═════ Provided entries ═════
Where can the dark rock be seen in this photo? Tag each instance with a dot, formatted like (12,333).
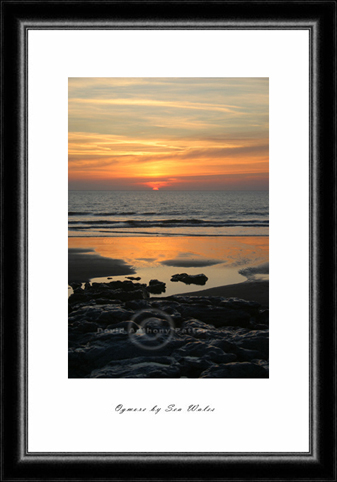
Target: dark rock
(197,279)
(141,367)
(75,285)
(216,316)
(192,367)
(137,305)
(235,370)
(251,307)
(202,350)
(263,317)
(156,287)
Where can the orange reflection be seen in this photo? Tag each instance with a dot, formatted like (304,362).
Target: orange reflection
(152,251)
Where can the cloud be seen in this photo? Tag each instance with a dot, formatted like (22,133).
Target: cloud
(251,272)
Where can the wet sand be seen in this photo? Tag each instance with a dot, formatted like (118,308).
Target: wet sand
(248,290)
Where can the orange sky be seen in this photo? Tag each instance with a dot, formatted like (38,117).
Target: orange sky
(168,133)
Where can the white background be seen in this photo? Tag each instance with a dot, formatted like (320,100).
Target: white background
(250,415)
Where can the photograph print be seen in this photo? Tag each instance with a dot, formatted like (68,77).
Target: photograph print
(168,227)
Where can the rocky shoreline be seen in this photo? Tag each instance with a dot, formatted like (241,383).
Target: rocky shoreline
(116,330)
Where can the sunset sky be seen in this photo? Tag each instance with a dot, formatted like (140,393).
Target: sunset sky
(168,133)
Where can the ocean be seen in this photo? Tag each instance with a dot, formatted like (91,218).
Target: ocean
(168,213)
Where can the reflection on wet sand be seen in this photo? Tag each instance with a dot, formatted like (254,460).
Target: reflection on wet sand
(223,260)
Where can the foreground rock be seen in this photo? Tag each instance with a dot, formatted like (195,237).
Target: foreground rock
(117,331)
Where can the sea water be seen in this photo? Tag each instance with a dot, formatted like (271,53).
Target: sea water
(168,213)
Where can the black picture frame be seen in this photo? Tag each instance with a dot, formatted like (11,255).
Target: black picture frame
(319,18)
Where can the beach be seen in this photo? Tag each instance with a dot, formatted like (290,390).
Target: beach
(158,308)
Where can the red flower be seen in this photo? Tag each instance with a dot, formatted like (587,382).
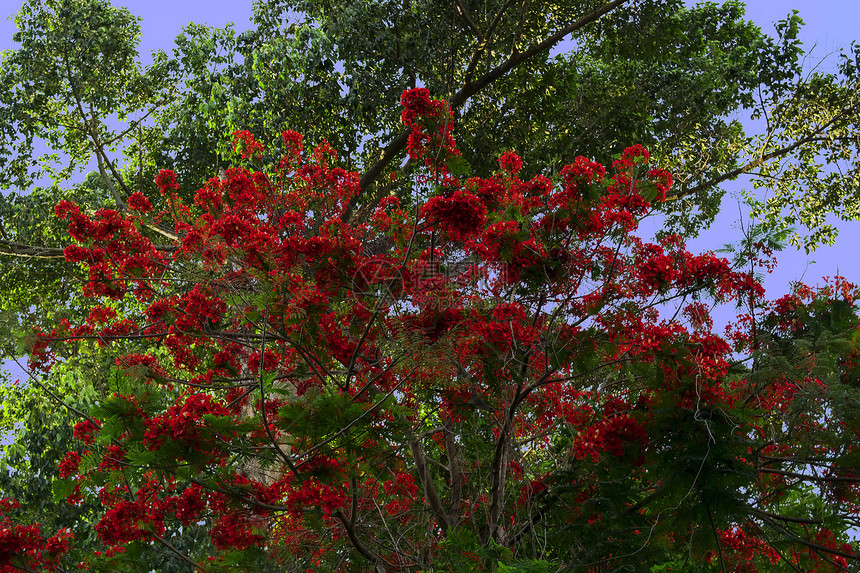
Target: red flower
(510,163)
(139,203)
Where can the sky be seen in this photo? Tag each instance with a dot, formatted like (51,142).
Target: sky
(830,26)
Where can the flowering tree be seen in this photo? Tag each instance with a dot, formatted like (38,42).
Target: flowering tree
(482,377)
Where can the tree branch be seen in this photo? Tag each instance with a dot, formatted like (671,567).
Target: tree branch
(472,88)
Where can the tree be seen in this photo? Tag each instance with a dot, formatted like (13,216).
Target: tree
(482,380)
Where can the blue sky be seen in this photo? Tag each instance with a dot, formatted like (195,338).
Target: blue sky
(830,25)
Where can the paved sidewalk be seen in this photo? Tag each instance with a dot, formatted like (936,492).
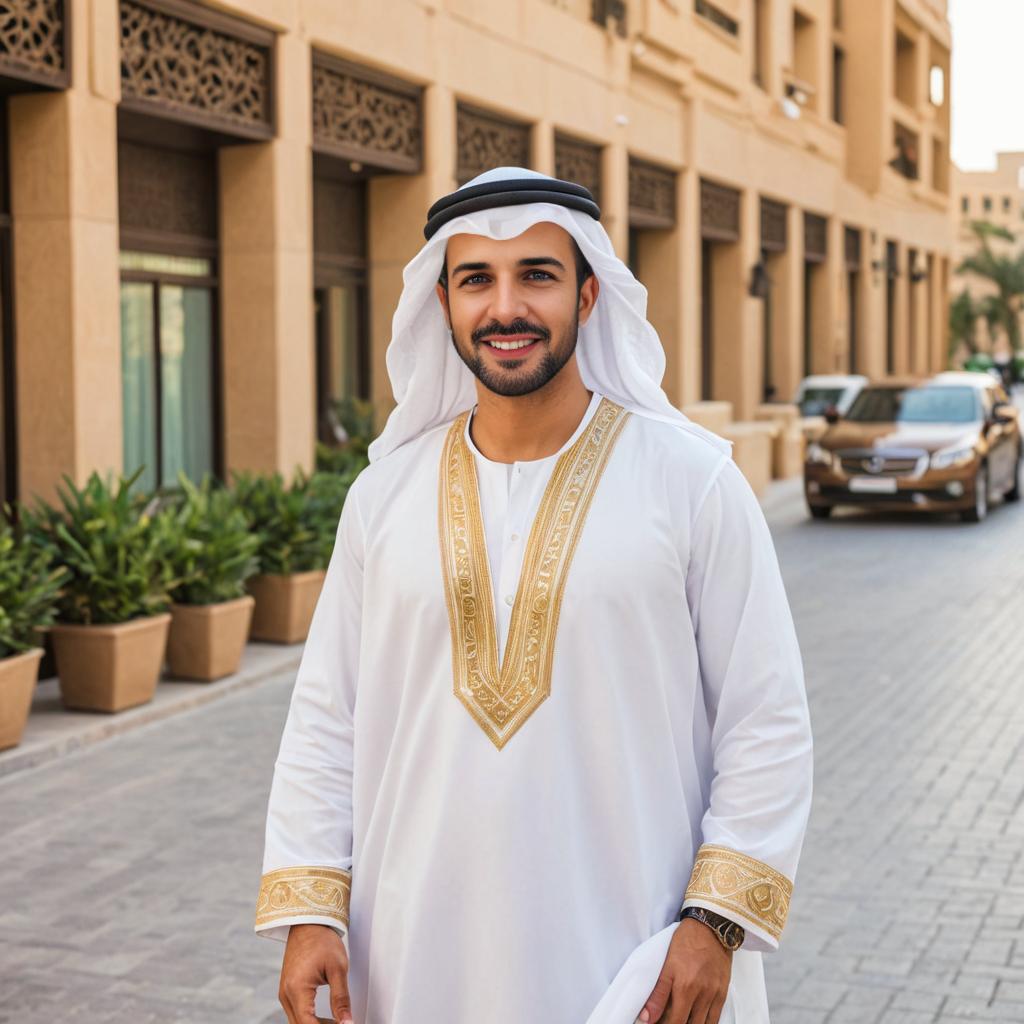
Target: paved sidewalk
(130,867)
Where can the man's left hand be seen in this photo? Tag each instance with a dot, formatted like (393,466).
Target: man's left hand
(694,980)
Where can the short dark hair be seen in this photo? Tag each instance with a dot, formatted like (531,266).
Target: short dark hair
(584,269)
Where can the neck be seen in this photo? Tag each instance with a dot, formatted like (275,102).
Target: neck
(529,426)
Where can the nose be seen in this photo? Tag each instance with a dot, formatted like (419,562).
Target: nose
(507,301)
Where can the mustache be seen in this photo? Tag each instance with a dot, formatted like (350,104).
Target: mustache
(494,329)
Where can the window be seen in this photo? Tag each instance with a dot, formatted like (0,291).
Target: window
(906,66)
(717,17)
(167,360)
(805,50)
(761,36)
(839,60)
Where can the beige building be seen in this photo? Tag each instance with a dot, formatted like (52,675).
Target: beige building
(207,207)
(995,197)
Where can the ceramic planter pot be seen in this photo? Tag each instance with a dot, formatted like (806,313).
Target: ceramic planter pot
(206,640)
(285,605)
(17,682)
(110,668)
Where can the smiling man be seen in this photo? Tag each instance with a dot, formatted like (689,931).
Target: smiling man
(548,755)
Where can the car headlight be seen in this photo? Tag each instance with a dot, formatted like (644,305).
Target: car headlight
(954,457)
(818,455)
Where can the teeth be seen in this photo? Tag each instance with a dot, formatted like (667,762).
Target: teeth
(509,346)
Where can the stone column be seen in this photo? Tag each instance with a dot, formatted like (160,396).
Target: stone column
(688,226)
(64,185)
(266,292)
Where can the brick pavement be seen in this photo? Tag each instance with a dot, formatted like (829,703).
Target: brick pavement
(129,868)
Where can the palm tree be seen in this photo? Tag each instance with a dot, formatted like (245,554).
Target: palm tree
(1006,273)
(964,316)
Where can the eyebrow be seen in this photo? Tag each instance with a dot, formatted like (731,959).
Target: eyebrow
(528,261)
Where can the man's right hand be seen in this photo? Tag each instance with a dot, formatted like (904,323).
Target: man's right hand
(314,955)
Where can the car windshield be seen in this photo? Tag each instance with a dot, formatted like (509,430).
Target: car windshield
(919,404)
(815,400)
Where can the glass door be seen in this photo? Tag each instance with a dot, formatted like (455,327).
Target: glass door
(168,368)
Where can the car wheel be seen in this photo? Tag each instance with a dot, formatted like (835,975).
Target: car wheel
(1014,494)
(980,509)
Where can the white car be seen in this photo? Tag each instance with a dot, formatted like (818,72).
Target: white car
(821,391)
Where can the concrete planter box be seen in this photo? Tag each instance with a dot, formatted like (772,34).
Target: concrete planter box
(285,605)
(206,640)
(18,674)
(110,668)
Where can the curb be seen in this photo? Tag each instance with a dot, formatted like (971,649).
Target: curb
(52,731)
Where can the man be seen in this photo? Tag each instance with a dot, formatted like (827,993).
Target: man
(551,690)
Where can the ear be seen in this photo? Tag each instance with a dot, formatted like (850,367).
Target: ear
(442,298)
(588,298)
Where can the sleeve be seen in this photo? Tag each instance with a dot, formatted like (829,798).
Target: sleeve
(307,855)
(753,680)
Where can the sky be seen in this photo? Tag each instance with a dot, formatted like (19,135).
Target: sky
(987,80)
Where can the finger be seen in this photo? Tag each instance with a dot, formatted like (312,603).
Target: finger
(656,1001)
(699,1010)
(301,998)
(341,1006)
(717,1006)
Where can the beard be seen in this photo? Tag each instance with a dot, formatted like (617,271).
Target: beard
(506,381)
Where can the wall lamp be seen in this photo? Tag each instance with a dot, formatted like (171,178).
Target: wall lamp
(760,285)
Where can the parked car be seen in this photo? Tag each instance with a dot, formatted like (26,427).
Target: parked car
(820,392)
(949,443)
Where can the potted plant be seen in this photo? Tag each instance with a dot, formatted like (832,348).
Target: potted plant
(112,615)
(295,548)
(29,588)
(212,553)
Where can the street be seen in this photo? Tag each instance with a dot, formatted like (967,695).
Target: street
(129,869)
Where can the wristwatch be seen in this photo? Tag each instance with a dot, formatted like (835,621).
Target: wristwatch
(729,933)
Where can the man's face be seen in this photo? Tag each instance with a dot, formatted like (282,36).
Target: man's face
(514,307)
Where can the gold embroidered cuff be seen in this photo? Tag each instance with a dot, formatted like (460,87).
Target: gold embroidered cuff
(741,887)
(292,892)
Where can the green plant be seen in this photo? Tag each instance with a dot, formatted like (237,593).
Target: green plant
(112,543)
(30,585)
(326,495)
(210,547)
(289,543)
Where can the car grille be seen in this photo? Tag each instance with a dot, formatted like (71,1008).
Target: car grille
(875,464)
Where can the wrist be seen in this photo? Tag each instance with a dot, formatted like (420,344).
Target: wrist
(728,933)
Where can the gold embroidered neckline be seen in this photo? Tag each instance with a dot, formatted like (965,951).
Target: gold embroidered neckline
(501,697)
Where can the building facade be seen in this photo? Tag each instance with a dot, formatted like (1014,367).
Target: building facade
═════
Turn everything from the line containing "Where can the gold embroidered cuff" down to the end of the items into a numbered list, leaving out any blank lines.

1. Where can the gold embroidered cuff be seen in this photo? Tag each instance with a dot, formatted like (460,87).
2. Target: gold embroidered cuff
3. (741,887)
4. (292,892)
5. Where can the green plant be seen in this photo? Tag each instance with a dot, formatted like (237,593).
6. Target: green plant
7. (112,543)
8. (30,585)
9. (326,495)
10. (210,547)
11. (289,543)
12. Where can the car grille be seen in this photo? Tag each instance with a dot, formatted like (71,1008).
13. Target: car grille
14. (875,464)
15. Where can the wrist be seen in this photo? Tag each instance with a dot, formatted like (420,344).
16. Target: wrist
17. (728,933)
18. Where can the gold embroidered neckline be seen in this photo? Tag each instance with a dot, formatted like (965,951).
19. Target: gold embroidered neckline
20. (501,697)
21. Where can the building facade be seen in this photo? Tag each instance with a dot, formatted like (1014,367).
22. Target: building facade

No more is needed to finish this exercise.